● WHAT IS BEING ASKED:
Which lines of the material below contain the string "bare"? Return each of those lines in full.

[start]

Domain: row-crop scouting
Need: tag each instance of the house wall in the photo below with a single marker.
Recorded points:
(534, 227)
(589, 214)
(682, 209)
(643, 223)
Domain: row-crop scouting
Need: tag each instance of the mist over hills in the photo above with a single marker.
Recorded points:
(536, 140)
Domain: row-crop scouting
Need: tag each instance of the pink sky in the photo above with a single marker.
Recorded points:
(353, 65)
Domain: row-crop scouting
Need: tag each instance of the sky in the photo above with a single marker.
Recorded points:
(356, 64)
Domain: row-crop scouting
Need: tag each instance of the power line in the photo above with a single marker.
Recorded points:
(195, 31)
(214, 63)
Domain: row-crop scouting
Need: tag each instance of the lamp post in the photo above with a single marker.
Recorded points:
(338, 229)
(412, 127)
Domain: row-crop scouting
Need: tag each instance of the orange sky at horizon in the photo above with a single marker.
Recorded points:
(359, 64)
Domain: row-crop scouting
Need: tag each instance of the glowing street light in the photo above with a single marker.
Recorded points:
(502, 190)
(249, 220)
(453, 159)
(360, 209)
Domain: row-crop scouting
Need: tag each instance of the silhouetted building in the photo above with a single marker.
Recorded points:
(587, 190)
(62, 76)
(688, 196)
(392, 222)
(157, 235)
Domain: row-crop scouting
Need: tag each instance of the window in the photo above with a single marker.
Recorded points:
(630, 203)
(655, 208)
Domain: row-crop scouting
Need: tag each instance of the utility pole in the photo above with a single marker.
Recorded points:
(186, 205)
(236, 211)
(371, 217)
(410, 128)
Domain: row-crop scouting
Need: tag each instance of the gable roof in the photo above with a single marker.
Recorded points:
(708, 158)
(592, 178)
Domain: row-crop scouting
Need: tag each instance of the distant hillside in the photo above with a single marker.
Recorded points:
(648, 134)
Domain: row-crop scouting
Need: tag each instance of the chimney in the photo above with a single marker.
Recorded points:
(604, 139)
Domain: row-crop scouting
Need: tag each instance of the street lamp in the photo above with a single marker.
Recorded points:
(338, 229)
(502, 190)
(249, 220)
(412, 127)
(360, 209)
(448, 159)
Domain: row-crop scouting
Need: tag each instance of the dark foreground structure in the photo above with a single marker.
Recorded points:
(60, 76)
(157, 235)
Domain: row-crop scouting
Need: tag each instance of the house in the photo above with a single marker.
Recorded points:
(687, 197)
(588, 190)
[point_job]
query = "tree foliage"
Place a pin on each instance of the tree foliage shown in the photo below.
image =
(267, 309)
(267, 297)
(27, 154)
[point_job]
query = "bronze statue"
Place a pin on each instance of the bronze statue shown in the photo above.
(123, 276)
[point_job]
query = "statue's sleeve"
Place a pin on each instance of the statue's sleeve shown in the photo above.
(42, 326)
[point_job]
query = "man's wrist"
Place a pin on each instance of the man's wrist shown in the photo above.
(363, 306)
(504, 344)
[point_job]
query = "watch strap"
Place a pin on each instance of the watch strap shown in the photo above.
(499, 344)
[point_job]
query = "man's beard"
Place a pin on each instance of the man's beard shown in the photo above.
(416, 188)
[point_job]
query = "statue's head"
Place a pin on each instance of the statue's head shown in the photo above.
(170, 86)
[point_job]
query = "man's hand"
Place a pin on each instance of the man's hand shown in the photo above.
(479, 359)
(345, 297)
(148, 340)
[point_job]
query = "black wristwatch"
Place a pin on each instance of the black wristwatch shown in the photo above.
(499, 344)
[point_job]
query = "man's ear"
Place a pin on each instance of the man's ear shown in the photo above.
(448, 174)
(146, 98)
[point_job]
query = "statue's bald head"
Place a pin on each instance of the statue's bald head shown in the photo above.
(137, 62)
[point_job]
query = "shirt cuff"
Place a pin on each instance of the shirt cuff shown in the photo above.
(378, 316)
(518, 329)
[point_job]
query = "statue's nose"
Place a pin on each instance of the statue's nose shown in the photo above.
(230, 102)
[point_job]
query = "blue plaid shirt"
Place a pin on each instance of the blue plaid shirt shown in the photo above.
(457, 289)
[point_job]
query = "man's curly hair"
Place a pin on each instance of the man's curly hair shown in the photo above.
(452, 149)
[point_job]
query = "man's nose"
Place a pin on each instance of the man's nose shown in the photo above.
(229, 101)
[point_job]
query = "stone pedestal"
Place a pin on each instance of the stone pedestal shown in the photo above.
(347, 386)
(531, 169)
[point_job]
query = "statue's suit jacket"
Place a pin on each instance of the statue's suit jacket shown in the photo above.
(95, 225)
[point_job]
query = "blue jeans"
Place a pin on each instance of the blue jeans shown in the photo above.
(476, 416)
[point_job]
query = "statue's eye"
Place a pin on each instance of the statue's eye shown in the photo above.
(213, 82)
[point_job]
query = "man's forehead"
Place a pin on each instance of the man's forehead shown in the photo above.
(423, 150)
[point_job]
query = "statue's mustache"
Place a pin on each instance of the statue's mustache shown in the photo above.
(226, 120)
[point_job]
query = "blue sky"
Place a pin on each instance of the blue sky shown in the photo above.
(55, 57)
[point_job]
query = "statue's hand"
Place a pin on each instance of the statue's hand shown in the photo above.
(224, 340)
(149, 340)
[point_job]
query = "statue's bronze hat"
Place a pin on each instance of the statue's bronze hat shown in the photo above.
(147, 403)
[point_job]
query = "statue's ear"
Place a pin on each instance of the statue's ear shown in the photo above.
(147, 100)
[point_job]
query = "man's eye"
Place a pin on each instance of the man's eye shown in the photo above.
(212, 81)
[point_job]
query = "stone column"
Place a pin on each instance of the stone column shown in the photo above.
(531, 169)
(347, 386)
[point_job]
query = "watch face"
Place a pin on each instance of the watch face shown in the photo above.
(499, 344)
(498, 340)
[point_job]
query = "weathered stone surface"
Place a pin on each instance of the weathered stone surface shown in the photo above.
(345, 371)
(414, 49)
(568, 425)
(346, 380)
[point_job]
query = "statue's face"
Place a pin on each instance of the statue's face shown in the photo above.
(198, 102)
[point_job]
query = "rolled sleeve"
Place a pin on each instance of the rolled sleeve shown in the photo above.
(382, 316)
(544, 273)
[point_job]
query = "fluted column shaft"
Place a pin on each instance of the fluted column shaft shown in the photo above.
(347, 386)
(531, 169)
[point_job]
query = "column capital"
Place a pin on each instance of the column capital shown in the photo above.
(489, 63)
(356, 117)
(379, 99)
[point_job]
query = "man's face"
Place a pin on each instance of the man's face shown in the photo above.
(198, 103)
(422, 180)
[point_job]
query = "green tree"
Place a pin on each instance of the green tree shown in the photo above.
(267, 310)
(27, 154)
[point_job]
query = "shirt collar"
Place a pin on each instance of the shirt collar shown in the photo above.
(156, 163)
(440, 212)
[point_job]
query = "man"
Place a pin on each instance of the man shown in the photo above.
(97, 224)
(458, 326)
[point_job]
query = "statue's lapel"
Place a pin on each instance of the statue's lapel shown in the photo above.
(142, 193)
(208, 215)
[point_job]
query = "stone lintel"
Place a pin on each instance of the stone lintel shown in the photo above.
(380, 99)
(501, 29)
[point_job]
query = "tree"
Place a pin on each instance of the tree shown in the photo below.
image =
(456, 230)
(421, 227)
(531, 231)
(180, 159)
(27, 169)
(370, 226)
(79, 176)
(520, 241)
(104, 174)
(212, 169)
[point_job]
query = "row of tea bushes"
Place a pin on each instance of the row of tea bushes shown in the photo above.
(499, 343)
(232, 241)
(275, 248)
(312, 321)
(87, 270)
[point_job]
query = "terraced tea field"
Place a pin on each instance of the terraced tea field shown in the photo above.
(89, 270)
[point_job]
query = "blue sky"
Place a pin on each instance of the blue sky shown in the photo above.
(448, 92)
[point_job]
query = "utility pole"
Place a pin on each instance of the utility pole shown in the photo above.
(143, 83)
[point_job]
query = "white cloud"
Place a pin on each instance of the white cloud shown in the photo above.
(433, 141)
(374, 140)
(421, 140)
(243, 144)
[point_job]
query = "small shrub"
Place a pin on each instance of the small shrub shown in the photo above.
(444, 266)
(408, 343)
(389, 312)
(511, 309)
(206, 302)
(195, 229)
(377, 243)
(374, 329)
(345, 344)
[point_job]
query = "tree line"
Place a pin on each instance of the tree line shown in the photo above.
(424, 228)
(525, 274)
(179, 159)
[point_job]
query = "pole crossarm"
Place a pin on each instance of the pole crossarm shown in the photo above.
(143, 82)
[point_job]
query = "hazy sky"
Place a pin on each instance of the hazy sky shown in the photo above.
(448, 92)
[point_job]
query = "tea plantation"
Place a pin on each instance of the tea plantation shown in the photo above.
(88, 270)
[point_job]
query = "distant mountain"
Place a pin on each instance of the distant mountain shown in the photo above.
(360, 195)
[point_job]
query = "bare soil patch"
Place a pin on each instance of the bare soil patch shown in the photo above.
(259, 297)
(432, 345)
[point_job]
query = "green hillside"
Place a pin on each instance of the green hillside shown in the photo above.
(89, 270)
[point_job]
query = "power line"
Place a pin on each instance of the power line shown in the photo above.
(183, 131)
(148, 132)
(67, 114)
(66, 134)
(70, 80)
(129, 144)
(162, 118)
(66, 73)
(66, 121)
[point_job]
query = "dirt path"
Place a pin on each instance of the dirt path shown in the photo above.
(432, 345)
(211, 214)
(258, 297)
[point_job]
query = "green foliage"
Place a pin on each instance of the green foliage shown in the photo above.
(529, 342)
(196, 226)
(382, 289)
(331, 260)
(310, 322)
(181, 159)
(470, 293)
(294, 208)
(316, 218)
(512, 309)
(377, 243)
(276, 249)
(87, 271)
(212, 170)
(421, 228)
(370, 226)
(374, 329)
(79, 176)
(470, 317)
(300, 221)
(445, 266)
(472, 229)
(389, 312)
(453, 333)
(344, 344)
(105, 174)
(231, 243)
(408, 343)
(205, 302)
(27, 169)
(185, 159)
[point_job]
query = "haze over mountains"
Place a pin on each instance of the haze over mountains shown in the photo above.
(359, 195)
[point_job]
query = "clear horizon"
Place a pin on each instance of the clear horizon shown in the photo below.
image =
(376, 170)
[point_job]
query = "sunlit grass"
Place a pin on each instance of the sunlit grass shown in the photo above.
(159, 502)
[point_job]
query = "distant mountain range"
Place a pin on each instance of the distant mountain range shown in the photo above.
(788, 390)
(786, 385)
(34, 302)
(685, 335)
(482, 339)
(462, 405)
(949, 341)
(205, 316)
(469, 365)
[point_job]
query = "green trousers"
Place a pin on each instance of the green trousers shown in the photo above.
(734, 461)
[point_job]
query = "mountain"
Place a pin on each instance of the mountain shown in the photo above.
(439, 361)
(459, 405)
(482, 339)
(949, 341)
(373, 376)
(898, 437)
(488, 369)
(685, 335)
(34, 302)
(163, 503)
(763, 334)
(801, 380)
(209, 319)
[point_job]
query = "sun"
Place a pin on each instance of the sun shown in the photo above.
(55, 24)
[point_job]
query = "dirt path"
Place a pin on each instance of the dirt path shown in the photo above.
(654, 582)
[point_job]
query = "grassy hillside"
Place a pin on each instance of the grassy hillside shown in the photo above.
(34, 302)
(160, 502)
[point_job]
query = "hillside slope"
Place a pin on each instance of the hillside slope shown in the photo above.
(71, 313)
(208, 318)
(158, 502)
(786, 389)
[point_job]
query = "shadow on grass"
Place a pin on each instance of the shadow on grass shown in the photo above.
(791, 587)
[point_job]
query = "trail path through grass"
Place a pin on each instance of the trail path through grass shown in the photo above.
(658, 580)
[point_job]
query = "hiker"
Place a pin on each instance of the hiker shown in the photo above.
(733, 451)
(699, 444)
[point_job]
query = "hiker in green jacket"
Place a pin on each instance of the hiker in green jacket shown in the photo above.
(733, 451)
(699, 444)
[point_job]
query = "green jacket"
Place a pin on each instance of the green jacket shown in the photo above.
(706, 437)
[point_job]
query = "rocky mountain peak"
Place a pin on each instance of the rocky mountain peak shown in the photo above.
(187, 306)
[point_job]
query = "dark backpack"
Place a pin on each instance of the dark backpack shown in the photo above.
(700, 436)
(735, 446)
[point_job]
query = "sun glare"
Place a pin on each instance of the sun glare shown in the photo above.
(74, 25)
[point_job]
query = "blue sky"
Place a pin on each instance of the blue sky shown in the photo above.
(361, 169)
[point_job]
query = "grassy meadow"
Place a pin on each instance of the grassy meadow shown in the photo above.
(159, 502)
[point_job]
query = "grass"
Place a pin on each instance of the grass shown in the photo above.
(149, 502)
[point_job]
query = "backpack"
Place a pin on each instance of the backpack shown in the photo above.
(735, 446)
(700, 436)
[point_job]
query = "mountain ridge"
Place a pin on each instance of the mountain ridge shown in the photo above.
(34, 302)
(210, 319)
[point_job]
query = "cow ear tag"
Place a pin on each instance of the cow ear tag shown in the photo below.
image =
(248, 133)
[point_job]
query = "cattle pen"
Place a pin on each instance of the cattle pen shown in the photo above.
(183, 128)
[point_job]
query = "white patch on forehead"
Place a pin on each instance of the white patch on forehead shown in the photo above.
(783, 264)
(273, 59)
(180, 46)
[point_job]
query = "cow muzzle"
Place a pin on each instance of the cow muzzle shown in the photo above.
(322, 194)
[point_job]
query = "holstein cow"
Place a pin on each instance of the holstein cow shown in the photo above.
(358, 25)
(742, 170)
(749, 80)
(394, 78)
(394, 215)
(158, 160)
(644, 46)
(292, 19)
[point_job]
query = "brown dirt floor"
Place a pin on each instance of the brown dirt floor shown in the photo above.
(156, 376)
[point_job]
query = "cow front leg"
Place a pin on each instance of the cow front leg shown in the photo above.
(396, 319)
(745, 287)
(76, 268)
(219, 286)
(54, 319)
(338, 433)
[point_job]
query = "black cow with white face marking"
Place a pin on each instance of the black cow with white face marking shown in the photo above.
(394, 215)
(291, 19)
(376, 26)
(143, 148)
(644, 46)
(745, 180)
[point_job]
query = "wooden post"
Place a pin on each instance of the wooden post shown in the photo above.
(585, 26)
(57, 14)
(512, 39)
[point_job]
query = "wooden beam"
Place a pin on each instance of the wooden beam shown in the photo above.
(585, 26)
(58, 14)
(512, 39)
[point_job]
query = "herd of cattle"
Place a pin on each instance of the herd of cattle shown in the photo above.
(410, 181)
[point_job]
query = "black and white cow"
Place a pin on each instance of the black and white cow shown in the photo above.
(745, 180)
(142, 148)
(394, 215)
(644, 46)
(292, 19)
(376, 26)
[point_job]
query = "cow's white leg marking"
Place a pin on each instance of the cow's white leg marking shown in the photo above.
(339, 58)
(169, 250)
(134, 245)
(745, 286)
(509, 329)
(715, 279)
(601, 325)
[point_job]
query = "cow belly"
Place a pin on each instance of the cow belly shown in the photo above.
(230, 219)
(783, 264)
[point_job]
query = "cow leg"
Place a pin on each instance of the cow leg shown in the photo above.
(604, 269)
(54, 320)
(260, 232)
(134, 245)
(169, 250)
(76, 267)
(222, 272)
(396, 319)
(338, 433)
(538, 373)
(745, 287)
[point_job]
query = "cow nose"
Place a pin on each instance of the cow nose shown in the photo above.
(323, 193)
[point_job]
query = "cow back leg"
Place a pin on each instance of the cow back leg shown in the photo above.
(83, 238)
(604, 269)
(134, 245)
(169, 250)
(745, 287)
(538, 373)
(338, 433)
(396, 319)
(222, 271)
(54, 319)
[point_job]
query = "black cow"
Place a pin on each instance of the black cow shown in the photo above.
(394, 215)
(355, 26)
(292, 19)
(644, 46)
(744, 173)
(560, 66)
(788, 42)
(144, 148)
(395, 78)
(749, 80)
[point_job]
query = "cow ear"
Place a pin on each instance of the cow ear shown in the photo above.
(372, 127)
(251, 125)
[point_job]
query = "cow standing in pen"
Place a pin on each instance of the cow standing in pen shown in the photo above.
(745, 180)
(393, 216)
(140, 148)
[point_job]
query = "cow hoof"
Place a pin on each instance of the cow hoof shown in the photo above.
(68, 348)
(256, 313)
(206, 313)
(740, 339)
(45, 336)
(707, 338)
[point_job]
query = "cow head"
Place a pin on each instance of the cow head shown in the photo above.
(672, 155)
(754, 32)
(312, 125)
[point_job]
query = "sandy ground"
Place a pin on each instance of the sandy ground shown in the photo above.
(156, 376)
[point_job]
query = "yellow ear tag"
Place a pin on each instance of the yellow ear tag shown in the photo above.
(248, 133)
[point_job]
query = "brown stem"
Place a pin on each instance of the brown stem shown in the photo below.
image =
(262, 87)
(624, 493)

[end]

● EXPECTED ANSWER:
query = "bare soil patch"
Place a pin on each instance of the bare soil patch shown in the photo above.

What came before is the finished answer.